Extract to read —
......

Pharmacy2U: NHS-approved online chemist fined £130,000 for selling patients' details without their consent
The details sold by Pharmacy2U were later bought by an Australian lottery company and a health supplements firm
The country’s largest NHS-approved online pharmacy has been fined £130,000 by the Government’s data protection watchdog for selling the names and addresses of more than 21,000 patients without their consent.
The details sold by Pharmacy2U, which dispenses medicines to patients on behalf of the NHS, were later bought by an Australian lottery company and a health supplements firm, the Information Commissioner’s Office (ICO) said.
In what the watchdog described as an “inconceivable” breach of the Data Protection Act, the company put the details of more than 100,000 customers up for sale through an online marketing website at the end of last year. The database was advertised as including people suffering from ailments such as asthma, Parkinson’s disease and erectile dysfunction.
Some of the data, which Pharmacy2U priced at £130 for 1,000 records, was bought by an Australian lottery company which then “deliberately targeted elderly and vulnerable individuals”, the ICO said. The watchdog said it was “likely” that some customers would have lost money as a result of their details being passed on.
Pharmacy2U has worked closely with the NHS since 2001, developing an online system of repeat prescriptions which allows medicine to be posted to patients. The Leeds-based company is also 20 per cent owned by EMIS, the single largest provider of GP computer systems across England.
NHS England welcomed the fine, describing the company’s behaviour as “not acceptable”. But medical privacy campaigners said the threat of a severe financial penalty would not be enough to stamp out the “poisonous trade” in customer information, calling for a ban on all marketing to patients.

......

(Saved data entries)
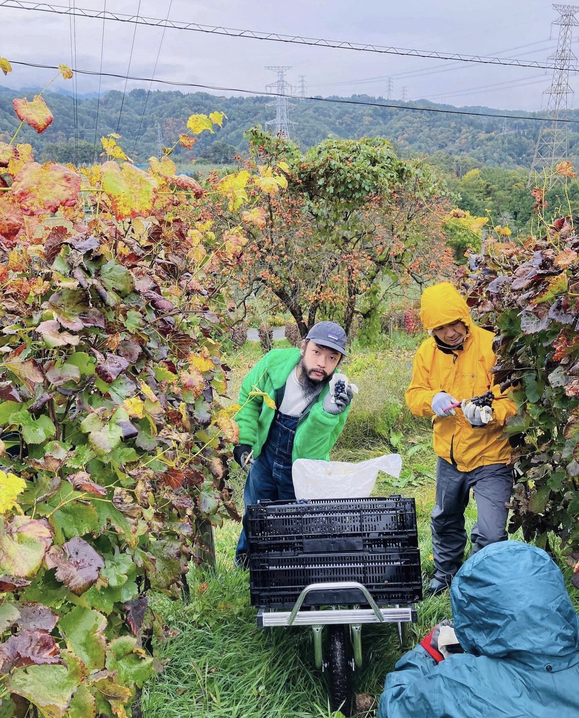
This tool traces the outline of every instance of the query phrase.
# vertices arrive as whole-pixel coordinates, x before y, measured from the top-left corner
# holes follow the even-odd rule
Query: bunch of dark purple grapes
[[[339,396],[340,394],[346,391],[346,382],[343,379],[338,379],[334,384],[334,396]]]
[[[492,391],[487,391],[486,394],[481,394],[480,396],[473,396],[471,401],[475,406],[491,406],[494,394]]]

......

Prompt 1 —
According to the article on the Pharmacy2U fine, at what price did the company offer the data for sale?
Prompt 2 —
Reproduce the article on the Pharmacy2U fine from "Some of the" to "systems across England.".

Solution 1 —
£130 for 1,000 records.

Solution 2 —
Some of the data, which Pharmacy2U priced at £130 for 1,000 records, was bought by an Australian lottery company which then “deliberately targeted elderly and vulnerable individuals”, the ICO said. The watchdog said it was “likely” that some customers would have lost money as a result of their details being passed on.
Pharmacy2U has worked closely with the NHS since 2001, developing an online system of repeat prescriptions which allows medicine to be posted to patients. The Leeds-based company is also 20 per cent owned by EMIS, the single largest provider of GP computer systems across England.